● **Task details**: Please write out all of the data below again, swapping every "photograph" for "image" and changing nothing else. Omit the pictures from your answer.

━━━━━ Data extract

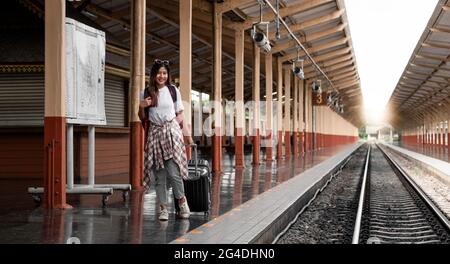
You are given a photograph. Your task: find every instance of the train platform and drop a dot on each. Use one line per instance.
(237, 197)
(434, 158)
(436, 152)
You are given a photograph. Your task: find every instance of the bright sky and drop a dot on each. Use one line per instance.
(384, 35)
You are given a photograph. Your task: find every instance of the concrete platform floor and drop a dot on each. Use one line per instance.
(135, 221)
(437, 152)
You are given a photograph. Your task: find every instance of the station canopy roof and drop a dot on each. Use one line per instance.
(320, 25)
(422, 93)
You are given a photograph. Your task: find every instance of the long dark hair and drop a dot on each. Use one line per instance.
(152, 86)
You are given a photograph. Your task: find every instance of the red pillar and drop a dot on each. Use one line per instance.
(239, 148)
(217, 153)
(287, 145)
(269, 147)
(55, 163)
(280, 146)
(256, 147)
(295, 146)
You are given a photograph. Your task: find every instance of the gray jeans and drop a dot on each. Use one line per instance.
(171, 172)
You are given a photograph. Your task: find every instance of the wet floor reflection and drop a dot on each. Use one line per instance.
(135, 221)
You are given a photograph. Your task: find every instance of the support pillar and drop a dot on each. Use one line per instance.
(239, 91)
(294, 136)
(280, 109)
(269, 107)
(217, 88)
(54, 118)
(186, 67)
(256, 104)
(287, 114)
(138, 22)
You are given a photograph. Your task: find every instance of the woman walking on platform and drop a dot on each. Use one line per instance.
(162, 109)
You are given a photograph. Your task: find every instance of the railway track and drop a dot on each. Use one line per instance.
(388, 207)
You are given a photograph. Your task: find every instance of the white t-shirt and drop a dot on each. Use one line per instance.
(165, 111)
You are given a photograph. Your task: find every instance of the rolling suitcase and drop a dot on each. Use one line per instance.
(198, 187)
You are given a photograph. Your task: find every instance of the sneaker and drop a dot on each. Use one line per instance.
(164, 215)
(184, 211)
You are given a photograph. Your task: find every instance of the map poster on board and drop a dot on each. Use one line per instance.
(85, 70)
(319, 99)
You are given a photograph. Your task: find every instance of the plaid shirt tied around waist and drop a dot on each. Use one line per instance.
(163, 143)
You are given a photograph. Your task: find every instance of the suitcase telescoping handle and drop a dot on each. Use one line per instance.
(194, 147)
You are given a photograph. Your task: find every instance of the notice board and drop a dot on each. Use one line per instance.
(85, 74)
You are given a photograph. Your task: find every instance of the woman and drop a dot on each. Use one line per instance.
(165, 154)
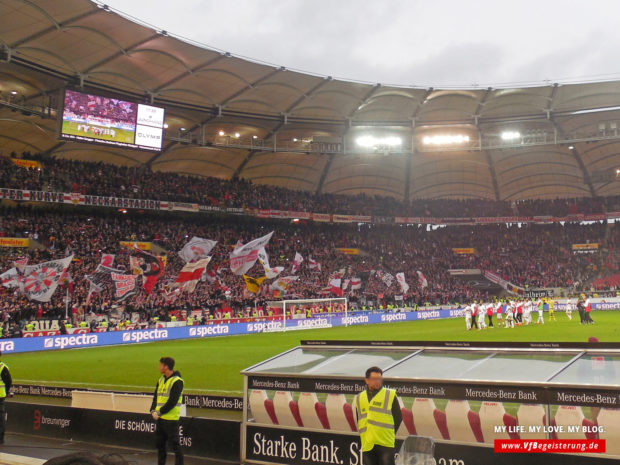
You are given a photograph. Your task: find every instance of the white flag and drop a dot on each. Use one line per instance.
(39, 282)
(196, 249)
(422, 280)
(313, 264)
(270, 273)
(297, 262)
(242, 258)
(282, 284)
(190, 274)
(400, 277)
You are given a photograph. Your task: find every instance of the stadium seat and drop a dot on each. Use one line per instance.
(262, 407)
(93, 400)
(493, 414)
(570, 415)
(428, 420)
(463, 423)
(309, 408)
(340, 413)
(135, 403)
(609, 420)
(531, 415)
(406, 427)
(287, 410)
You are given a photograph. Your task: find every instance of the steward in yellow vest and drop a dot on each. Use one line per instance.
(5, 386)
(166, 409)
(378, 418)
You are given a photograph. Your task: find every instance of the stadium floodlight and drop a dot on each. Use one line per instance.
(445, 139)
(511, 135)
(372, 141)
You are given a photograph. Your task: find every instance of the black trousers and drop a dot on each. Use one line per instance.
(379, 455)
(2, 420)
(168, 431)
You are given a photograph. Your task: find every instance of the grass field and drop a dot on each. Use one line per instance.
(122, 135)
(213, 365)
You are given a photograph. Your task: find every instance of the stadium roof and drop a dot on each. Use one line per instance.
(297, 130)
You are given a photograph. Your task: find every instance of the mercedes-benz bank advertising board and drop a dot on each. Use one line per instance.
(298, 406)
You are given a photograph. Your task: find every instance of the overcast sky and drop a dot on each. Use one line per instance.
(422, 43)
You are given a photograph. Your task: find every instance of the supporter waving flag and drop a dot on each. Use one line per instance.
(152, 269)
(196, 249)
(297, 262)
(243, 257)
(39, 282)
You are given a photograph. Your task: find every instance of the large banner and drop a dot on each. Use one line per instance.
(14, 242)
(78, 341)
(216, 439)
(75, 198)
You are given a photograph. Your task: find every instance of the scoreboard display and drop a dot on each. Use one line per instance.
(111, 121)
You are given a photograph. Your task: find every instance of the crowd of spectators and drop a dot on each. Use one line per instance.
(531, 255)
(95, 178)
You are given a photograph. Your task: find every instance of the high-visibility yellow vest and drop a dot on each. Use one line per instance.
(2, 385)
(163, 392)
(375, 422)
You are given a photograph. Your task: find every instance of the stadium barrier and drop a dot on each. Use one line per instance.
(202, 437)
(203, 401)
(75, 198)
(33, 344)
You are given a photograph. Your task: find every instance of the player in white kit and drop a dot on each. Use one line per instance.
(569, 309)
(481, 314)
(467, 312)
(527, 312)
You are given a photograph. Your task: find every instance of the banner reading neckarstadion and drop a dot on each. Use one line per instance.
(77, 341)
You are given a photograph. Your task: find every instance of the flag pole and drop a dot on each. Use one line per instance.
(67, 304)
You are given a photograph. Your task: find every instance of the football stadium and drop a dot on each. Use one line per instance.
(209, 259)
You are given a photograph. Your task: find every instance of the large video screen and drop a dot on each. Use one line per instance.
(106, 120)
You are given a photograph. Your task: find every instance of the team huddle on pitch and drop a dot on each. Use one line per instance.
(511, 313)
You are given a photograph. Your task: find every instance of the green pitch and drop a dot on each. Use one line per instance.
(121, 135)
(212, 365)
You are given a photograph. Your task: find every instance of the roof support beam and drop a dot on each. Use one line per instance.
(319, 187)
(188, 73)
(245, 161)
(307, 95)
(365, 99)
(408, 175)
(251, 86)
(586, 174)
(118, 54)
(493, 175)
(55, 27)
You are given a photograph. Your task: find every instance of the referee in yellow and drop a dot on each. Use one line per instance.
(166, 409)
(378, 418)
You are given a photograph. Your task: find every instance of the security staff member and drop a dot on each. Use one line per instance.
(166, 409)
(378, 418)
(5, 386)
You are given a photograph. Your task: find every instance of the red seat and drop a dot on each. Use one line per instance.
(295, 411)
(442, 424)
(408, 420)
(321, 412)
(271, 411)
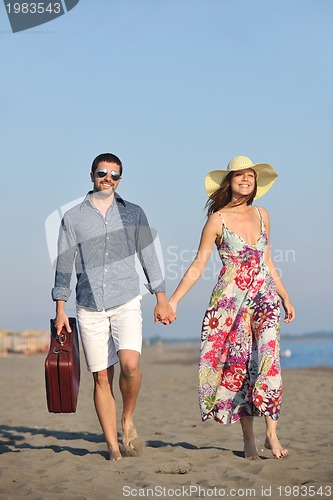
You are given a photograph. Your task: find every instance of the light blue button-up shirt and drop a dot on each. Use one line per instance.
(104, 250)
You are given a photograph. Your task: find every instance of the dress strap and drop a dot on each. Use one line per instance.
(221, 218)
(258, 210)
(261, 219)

━━━━━━━━━━

● **Output of the task**:
You are given a image. Your task: find every instance of the train platform and drop a dot on each. Use one line per instance.
(237, 197)
(434, 158)
(436, 152)
You are given a image. Your task: find every instance of the bright sky and drop a dot on each. Use one line per instance.
(384, 35)
You are given a image. Your task: find every instance of the concrete platform floor and drop a dot on each. Use one line per instance.
(135, 221)
(437, 152)
You are given a image. Your task: find every instance of the station canopy roof and drop a dot on each. Use one line per instance.
(320, 25)
(422, 93)
You are given a image. Your task: find every instance of the long dark hair and drop a dot on each. Use one line per instance.
(152, 86)
You are given a image. Your task: find every instance of the red pillar and drop a dot on each. Use one line per instance.
(239, 148)
(217, 153)
(287, 145)
(269, 147)
(55, 163)
(280, 146)
(256, 147)
(295, 146)
You are given a image. Your task: find every instance of the gray jeans and drop a dot on each. Use one line per instance.
(171, 172)
You are given a image. Your task: find every instance of the wet floor reflection and drop a dot on each. Use one line per instance.
(135, 221)
You are given a image. Your task: find every instance of the support pillar and drop a dot on each. Use one line per instance.
(239, 91)
(294, 136)
(280, 109)
(269, 107)
(217, 88)
(54, 118)
(186, 67)
(256, 104)
(287, 114)
(138, 22)
You are given a image. Your task: find every instance of the woman walking on platform and drop a dot on each. Use one line per instance.
(162, 109)
You are given a image. Your task: find every instance of the railway track and drop a dot on each. Use one line per instance.
(388, 207)
You are given a image. Your task: find every instance of the white t-shirt and drop a dot on each. Use one line per instance.
(165, 111)
You are given a image. Your task: find every instance of the rolling suitcase and drop a dot on each. Use one line per instance.
(198, 187)
You are given a image. Your task: find every instance of the sneaker and drop a dot on each. Use one line per instance.
(164, 215)
(184, 211)
You are given a image. Your task: find every instance of the map poster on board and drop a dot on each. Use one line per instance.
(85, 70)
(319, 99)
You are given a image. Your task: find every instance of the plaid shirt tied around waist and drop a dot on each. Use one line per instance.
(163, 143)
You are given a image. Your task: find every instance of the suitcase telescoping handle and drop a dot on each. Use one line per instance.
(194, 147)
You are given a image. Your task: find every instance of the notice board and drop a dot on each. Use one line per instance.
(85, 74)
You are given a image. Your task: find every instance of the woman and drop a dot on each. Use one line per instance.
(165, 154)
You are given a image. Your task: find every instance of the white flag and drop a dot on each. Use one line per instance.
(39, 282)
(196, 249)
(422, 280)
(313, 264)
(270, 273)
(297, 262)
(242, 258)
(282, 284)
(190, 274)
(400, 277)
You are given a image. Your task: find every instance of the stadium seat and drop a dot on each. Use one line per instance.
(262, 407)
(93, 400)
(493, 414)
(570, 415)
(428, 420)
(463, 423)
(309, 408)
(340, 413)
(135, 403)
(609, 420)
(531, 415)
(406, 427)
(287, 410)
You are given a image. Your task: find every instance of the steward in yellow vest and drop a dot on each. Use one line per instance.
(5, 386)
(166, 409)
(378, 418)
You are given a image. Your task: find every instance of the stadium floodlight and drop a dot on each. Use one line per instance.
(445, 139)
(511, 135)
(372, 141)
You are given a image. Your task: find every instance of the black trousers and drop a dot on each. Use one line per instance.
(379, 455)
(2, 420)
(168, 431)
You are given a image. Your task: find every instance of the grass field and drop a dot on each. Use one line per instance.
(122, 135)
(213, 365)
You are given a image. Your task: find every instance of the stadium roof and drop a dot on each. Use one line per instance.
(297, 130)
You are given a image. Your task: find every instance of the mercedes-benz bank advertising board and drop a dot on each. Use one line per instance.
(298, 406)
You are given a image. Your task: find every instance of the overcast sky and drop a dot on each. Use one line per instance.
(422, 43)
You are given a image. Your task: find every instance of the supporter waving flag and drop a dot on each. Use one line per instance.
(152, 269)
(196, 249)
(297, 262)
(243, 257)
(39, 282)
You are given a image. Your task: find every instance of the large banner and drop a dot on each. Use one line per instance.
(14, 242)
(78, 341)
(216, 439)
(75, 198)
You are given a image. Your task: find every instance of the scoreboard display and drop a dot on each. Use one line per instance.
(111, 121)
You are given a image. Your task: find every instance of the crowd of spectators and drop a dot on each. Use one line per instance.
(531, 255)
(95, 178)
You are given a image. Your task: find every instance of the high-visibility yellow vest and drop a dot on each. Use one line per instance.
(2, 385)
(163, 392)
(375, 422)
You are given a image. Your task: find every instance of the stadium barrier and drop a dot on each. Use one line per instance.
(202, 437)
(203, 401)
(75, 198)
(33, 344)
You are given a image. Your task: find every instance of the player in white kit and drop a dot on each. Use one line per instance.
(569, 309)
(481, 314)
(467, 312)
(527, 312)
You are given a image. Your task: find every instance of the banner reading neckarstadion and drop a dot on each. Use one line per instance.
(77, 341)
You are given a image. Your task: find every instance of the flag pole and drop a dot on each. Use one line per instance.
(67, 304)
You are given a image. Your task: find every instance of the football stadium and drop a dot on each. Use one line per instance.
(209, 259)
You are given a image. Your task: find every instance of the large video screen and drop a dot on each. Use one line per instance.
(106, 120)
You are given a image. Your task: find every instance of the team huddle on pitch and drop a dot on each. Use one line per instance.
(511, 313)
You are given a image. Your task: find every instance of the green pitch and drop a dot on each. Use one line per instance.
(121, 135)
(212, 365)
You are given a image. Your task: find every instance of the roof support beam and drop a dot on each. Use one line per instance.
(319, 187)
(188, 73)
(245, 161)
(307, 95)
(365, 99)
(408, 175)
(251, 86)
(586, 174)
(118, 54)
(493, 175)
(55, 27)
You are given a image. Your task: find every instance of the referee in yellow and drop a dot on each. Use one line per instance.
(166, 409)
(378, 418)
You are given a image. Your task: find every instance of the security staff member and drop a dot on each. Use one line per instance.
(166, 409)
(378, 418)
(5, 386)
You are given a image. Your task: find every instance of the red seat and drop a dot on each. Use one line per instance.
(295, 411)
(442, 424)
(408, 420)
(321, 412)
(271, 411)
You are given a image. Your task: find every instance of the light blue button-up shirt and drop a dot on each. Use one line per instance.
(104, 250)
You are given a image. Your task: find every instance of the dress strap and drop a dot on each. Use one line per instance.
(221, 218)
(258, 210)
(261, 219)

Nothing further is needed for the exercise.